» Request: Locate the line that contains "any dry brown". Print it and each following line through the end of the listing, verbatim, and nothing more.

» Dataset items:
-- BEGIN --

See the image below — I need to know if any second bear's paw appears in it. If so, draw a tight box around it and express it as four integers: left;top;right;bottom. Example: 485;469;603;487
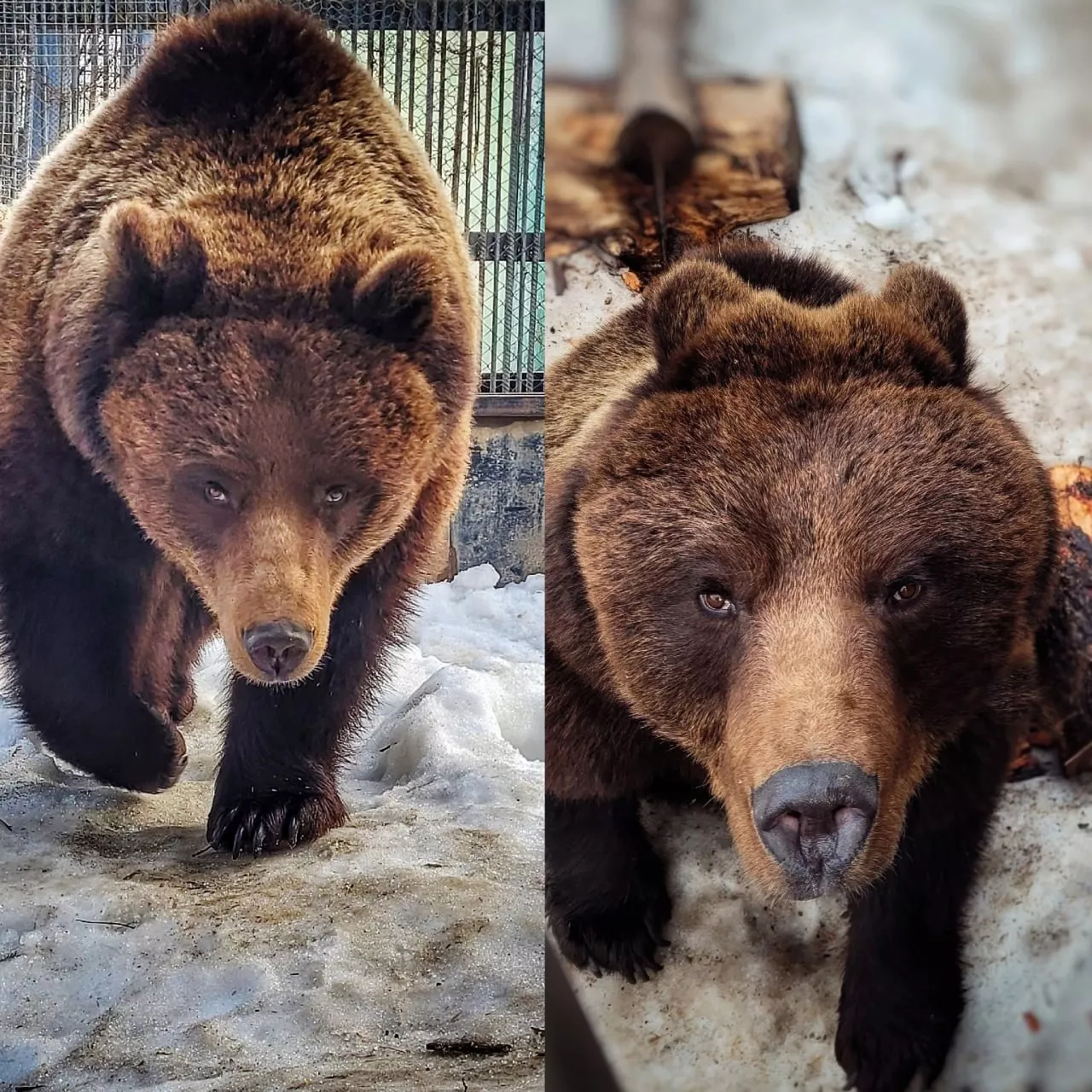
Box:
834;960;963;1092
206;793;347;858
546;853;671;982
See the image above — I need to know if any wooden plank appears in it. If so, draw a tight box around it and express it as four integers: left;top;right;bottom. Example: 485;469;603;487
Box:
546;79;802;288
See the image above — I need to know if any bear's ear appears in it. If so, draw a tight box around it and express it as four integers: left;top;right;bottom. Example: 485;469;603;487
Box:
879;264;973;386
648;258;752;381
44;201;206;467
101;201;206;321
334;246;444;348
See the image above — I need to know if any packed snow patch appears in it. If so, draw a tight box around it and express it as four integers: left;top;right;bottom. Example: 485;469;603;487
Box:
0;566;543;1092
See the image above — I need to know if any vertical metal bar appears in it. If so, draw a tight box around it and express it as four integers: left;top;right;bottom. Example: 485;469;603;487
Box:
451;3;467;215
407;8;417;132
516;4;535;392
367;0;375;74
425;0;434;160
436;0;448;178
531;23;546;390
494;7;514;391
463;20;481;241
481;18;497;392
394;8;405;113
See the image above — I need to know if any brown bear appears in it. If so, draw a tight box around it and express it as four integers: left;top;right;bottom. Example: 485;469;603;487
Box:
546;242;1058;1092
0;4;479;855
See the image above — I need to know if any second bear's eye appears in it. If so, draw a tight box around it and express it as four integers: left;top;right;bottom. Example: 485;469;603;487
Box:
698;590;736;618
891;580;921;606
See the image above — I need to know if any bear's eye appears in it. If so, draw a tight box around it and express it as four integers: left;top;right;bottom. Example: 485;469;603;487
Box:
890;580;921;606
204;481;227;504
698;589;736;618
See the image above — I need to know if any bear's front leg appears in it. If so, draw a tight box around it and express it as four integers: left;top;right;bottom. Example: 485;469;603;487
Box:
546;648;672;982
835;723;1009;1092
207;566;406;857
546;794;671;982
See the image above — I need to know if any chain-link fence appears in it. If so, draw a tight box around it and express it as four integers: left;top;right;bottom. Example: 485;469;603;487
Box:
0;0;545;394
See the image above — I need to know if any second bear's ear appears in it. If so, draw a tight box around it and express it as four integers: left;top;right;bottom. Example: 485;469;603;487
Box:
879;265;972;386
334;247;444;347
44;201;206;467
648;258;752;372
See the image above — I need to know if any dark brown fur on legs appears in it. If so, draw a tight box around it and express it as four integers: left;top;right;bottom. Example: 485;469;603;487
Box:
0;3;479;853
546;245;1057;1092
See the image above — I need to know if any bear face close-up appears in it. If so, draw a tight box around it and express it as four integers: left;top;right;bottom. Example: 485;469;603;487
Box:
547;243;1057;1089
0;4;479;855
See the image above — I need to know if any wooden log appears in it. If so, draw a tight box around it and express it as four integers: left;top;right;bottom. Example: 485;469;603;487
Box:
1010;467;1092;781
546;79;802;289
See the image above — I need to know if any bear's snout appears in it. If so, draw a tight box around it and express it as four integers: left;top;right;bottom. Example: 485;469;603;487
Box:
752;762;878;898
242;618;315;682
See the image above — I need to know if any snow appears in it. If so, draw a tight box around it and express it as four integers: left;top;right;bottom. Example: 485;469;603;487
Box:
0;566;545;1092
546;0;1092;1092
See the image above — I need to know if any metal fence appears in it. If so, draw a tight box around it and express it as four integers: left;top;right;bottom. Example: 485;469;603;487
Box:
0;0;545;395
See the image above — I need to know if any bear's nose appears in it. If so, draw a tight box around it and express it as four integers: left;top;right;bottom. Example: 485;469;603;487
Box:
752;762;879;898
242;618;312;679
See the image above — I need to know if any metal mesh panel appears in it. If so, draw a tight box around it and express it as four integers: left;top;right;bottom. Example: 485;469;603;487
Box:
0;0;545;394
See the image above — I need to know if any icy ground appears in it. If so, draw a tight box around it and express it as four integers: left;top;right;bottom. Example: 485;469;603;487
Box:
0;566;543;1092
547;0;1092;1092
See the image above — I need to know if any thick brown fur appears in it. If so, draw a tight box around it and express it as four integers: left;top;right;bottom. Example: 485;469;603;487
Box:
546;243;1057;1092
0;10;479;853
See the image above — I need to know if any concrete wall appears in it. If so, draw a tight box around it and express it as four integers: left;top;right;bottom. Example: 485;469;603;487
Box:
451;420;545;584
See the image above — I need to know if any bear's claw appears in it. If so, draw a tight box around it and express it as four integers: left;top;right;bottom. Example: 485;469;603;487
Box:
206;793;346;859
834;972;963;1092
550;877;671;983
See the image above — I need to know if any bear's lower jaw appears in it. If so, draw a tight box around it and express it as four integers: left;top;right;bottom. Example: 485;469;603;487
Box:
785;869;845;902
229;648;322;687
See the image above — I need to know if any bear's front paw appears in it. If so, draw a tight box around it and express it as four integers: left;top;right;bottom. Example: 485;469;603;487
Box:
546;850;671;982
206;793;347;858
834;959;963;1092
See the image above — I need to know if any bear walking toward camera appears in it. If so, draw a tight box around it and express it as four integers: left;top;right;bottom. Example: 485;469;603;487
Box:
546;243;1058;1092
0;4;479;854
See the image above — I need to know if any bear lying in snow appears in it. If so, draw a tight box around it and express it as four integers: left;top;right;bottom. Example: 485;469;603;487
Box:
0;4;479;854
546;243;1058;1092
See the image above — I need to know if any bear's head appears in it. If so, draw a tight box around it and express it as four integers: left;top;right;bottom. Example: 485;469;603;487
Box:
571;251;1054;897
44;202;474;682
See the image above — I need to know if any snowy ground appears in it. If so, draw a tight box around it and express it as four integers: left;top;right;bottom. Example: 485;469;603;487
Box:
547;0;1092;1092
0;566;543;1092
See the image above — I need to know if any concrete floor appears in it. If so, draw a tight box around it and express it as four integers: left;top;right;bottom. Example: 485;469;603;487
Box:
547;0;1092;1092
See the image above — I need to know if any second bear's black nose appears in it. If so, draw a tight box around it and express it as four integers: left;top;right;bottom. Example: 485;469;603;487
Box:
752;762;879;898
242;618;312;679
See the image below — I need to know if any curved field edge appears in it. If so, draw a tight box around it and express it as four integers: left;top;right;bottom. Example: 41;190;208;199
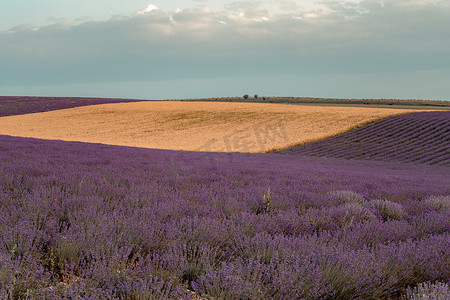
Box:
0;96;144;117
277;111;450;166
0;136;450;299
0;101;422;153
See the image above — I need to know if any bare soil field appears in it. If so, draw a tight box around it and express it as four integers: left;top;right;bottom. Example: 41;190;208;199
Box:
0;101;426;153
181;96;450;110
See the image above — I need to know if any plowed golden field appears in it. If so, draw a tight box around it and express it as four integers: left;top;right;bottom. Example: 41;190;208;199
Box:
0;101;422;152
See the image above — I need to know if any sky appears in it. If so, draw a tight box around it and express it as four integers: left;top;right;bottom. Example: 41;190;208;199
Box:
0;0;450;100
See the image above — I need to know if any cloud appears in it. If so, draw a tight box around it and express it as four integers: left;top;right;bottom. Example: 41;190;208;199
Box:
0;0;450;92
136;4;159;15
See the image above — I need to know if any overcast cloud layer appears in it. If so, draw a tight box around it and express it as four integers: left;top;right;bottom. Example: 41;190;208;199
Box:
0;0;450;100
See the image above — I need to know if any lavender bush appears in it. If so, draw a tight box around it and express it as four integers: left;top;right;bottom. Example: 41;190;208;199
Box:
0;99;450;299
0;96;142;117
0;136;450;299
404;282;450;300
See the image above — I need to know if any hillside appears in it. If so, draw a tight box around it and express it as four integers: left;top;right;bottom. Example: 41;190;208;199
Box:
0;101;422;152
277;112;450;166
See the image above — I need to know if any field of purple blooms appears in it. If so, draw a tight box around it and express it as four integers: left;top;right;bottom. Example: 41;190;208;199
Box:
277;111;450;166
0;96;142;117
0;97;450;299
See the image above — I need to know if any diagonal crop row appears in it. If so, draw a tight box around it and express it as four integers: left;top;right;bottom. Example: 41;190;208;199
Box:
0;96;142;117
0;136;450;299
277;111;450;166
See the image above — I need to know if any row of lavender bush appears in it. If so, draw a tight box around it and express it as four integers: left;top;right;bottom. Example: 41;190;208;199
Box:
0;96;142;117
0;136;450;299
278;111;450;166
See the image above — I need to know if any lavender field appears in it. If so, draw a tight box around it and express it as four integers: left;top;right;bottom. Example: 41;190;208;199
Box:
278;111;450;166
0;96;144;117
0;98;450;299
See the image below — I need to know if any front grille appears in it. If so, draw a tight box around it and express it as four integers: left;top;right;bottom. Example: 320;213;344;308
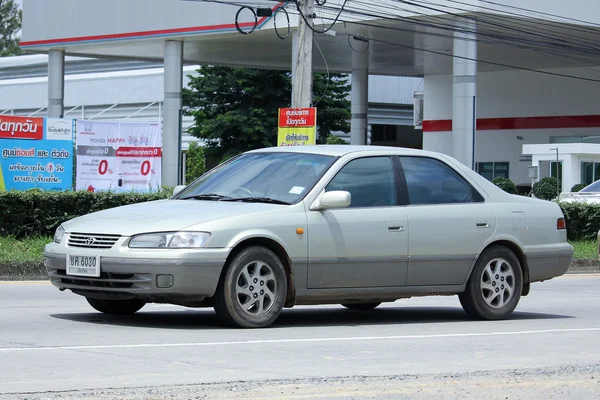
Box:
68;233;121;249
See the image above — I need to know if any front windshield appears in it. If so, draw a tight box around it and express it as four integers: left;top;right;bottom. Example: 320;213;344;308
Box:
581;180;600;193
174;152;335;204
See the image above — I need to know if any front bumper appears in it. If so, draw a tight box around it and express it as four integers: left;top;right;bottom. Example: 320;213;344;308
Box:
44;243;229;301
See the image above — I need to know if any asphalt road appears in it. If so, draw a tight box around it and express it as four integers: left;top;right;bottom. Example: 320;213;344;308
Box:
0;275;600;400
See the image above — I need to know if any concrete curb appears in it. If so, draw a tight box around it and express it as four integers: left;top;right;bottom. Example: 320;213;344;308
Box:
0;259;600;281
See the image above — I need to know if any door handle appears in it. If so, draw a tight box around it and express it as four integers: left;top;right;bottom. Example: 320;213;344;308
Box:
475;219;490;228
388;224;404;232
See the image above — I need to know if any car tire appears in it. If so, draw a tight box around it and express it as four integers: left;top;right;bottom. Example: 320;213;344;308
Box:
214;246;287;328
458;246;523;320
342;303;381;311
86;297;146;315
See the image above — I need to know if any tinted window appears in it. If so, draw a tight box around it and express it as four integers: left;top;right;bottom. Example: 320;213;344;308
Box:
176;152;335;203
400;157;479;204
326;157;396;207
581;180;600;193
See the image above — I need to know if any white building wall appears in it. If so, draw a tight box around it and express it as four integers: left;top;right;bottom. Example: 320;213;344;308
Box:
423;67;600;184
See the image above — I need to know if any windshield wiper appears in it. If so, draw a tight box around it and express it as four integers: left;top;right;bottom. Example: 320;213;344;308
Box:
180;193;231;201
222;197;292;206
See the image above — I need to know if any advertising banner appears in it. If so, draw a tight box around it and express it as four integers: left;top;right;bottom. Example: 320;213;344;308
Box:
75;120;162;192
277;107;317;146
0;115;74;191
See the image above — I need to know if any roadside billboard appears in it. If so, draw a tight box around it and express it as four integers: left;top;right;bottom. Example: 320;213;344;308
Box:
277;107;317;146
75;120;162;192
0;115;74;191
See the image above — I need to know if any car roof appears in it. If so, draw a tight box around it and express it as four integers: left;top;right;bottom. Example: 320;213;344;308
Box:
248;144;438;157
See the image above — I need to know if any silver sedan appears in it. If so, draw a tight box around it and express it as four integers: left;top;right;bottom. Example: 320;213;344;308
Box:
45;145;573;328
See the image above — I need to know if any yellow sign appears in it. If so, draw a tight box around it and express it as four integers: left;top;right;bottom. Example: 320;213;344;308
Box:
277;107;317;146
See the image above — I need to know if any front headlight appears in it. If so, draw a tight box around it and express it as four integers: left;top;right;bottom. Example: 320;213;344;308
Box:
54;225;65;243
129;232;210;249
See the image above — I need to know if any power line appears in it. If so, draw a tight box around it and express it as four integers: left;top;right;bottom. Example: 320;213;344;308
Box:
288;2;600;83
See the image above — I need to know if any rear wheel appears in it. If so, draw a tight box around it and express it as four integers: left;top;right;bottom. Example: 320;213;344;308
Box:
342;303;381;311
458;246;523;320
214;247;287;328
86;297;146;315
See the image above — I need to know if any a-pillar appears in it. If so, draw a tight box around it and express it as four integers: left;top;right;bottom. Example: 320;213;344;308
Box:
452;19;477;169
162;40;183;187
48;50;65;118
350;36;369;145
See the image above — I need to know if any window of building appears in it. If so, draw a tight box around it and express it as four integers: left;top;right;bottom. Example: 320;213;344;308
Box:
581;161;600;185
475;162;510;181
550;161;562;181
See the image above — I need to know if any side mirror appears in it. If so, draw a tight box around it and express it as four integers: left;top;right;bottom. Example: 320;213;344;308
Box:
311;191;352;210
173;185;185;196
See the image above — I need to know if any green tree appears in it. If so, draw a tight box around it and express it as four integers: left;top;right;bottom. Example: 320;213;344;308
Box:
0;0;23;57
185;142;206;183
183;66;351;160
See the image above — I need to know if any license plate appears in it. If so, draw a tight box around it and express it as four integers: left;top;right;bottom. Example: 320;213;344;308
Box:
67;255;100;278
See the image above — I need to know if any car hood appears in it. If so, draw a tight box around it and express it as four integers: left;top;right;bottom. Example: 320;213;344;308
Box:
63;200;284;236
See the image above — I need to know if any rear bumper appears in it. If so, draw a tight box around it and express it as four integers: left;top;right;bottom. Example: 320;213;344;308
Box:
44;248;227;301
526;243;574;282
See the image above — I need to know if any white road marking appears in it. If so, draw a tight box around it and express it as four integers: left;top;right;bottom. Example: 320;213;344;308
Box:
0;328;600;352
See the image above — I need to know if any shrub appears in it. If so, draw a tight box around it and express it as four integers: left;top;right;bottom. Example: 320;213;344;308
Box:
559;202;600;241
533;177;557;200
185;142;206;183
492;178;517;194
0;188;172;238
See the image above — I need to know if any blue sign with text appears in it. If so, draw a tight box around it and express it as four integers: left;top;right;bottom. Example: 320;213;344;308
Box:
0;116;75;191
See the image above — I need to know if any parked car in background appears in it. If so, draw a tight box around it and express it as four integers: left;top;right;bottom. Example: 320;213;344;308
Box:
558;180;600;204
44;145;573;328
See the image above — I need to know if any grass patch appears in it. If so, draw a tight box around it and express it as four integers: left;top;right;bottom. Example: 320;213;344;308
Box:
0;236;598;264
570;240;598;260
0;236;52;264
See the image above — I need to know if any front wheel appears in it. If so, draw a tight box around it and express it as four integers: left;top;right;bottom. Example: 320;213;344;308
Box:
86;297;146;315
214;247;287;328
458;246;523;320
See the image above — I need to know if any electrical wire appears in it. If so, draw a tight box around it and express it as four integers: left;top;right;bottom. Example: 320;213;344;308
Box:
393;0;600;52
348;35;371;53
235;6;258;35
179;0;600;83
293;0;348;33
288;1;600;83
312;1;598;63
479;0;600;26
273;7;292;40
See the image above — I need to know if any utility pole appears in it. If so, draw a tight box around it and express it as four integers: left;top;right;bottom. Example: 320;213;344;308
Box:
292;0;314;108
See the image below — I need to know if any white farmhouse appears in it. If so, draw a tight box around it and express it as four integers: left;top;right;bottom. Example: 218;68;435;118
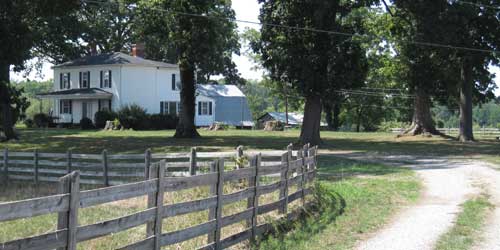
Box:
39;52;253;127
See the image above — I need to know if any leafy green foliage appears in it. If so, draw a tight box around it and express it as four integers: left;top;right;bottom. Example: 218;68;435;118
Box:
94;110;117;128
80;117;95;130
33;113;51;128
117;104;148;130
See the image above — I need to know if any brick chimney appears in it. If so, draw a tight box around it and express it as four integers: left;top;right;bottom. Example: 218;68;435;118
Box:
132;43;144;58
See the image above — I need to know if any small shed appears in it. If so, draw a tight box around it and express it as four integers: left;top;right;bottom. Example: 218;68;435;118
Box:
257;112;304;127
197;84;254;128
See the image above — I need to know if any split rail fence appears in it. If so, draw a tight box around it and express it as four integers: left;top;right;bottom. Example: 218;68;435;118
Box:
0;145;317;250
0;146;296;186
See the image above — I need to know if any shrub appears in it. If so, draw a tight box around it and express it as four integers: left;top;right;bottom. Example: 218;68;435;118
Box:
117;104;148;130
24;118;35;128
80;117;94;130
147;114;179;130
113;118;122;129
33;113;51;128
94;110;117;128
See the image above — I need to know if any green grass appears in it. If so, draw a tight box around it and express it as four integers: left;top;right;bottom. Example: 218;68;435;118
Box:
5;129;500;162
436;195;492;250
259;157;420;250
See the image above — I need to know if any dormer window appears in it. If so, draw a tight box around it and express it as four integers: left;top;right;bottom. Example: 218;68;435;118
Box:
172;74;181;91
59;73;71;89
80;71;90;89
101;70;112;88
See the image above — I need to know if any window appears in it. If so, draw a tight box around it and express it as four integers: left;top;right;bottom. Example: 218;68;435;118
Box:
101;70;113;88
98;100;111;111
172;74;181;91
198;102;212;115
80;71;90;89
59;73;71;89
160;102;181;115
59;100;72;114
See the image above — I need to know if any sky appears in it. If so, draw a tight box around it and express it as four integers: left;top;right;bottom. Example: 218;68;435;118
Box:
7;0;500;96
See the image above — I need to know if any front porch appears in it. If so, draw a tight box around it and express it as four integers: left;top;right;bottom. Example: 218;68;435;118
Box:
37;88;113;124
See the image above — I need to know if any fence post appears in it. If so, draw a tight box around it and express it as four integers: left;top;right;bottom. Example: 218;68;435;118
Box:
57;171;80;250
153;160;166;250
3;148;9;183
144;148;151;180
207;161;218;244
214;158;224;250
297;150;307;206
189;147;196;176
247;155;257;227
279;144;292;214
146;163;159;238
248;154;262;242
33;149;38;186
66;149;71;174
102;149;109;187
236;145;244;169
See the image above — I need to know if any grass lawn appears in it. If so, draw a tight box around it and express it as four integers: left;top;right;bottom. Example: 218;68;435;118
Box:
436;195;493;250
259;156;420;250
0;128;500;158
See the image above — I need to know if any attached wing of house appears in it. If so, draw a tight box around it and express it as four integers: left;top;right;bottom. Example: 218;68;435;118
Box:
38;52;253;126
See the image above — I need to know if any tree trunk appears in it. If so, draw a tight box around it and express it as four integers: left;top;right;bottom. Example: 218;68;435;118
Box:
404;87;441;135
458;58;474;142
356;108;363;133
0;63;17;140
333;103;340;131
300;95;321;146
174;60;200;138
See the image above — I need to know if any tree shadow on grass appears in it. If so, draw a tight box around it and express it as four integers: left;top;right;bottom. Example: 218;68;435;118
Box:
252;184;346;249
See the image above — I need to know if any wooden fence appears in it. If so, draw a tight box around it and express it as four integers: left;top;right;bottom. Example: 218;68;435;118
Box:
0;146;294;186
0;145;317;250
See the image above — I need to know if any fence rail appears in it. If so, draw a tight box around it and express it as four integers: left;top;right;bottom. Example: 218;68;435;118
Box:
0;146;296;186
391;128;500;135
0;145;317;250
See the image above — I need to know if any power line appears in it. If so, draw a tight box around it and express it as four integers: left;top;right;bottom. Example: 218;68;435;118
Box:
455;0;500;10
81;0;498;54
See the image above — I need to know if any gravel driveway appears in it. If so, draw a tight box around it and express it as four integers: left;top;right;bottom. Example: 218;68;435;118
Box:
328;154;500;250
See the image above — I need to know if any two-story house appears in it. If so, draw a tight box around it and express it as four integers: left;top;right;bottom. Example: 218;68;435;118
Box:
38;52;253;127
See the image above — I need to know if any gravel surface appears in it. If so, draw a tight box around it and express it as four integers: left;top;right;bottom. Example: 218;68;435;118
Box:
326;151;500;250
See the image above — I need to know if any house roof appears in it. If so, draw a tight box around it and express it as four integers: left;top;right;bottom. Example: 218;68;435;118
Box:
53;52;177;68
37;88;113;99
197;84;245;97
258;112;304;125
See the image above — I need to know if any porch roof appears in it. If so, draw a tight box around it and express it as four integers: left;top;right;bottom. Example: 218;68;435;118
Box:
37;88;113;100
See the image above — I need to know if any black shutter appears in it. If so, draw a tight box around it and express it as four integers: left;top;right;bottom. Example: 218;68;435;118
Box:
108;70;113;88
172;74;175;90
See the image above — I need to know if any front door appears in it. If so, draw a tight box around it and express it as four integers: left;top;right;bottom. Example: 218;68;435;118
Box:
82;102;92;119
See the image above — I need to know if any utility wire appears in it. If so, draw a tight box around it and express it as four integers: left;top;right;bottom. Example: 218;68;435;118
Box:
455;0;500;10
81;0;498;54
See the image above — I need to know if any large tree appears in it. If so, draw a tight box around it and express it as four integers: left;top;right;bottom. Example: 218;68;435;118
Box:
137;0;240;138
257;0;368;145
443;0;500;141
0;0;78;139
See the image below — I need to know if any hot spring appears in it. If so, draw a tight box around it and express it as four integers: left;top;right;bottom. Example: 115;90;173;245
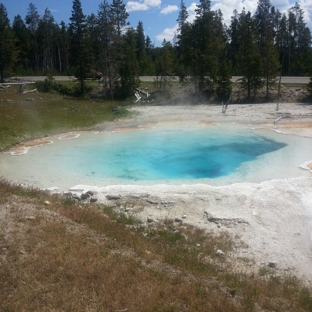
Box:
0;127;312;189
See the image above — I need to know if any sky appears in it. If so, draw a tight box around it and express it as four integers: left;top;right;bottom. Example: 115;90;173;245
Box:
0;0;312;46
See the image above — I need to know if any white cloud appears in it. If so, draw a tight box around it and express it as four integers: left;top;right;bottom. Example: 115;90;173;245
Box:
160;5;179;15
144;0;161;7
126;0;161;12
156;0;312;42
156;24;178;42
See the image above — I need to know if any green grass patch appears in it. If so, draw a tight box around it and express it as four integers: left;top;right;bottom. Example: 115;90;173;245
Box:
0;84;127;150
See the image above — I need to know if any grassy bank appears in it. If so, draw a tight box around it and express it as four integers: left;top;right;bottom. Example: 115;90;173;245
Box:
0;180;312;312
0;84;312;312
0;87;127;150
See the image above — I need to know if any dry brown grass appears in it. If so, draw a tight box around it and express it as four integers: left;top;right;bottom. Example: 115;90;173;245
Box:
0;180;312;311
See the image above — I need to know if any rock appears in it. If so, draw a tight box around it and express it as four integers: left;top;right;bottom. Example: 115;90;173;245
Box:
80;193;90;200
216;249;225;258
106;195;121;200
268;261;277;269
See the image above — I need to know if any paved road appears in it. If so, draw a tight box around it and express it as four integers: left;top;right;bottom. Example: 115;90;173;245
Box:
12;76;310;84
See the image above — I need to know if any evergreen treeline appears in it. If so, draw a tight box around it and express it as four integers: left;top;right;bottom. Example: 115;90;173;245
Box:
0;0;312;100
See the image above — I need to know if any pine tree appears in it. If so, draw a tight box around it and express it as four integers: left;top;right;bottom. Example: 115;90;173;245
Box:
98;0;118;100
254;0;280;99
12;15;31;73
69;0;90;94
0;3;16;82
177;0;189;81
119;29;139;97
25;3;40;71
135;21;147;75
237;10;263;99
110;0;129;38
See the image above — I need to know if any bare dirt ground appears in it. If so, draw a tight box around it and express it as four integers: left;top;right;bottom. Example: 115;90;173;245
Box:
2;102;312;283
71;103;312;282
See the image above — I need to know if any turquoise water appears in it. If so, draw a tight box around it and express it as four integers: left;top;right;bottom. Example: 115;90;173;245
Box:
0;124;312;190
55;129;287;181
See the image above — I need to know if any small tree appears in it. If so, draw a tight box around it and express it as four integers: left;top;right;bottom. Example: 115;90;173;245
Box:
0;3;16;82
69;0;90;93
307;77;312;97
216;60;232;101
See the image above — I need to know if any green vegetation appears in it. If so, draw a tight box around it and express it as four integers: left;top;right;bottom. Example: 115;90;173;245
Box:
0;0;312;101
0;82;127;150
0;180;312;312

-- END --

» Written solution:
See the image above — I need to know if any dry brown grass appears in it. If so, draw a tight box around it and express it as four integers: left;top;right;bottom. Example: 115;90;173;245
Box:
0;180;312;311
See the image above — I need to know if any rock appears in it. If so, draw a tight box around it and express it as four integers: left;top;right;bottom. Example: 115;90;173;245
Box:
80;193;90;200
216;249;225;258
106;195;121;200
268;261;277;269
See the image above — I need to know if any paved road appears in it. If so, draw a tight box around it and express it as four integers: left;top;right;bottom. Example: 115;90;173;245
Box:
12;76;310;84
See the image above — I need to know if any evergreen treeline appears in it. If so, draw a tight box around it and express it as four integers: left;top;right;bottom. Example: 115;90;173;245
Box:
0;0;312;100
See the image above — I need to know if any pine tree appears in it. If so, draw a tight box around it and express it as four integers: left;top;right;bottom. Example: 115;90;173;245
Box:
98;0;118;100
254;0;280;99
12;15;31;73
69;0;90;94
0;3;16;82
177;0;189;81
119;29;139;97
25;3;40;71
135;21;147;75
237;10;263;99
110;0;129;38
See the image above — I need to know if any bare dirt ground appears in it. If so, draw a tight box around it and express it as four integers: left;top;right;bottom. Example: 115;90;173;245
Box:
2;102;312;283
71;103;312;282
See the image above — I need to know if any turquoise water appears in it. If so, draw a tight box around it and express it as four integers: left;top;right;bottom. Example: 115;90;173;245
Box:
0;124;312;190
55;129;287;181
See the image above — I need to know if any small tree appears in it. If so, draw a tight box around it and express it as four integers: left;top;right;bottom. Example: 115;90;173;245
Box:
0;3;16;82
69;0;90;93
307;77;312;97
216;60;232;101
See the image above — I need to know if any green vegetation appears in it. If so, draw a tight box around it and express it as four integers: left;top;right;bottom. Example: 115;90;173;245
Box:
0;0;312;101
0;82;127;150
0;180;312;312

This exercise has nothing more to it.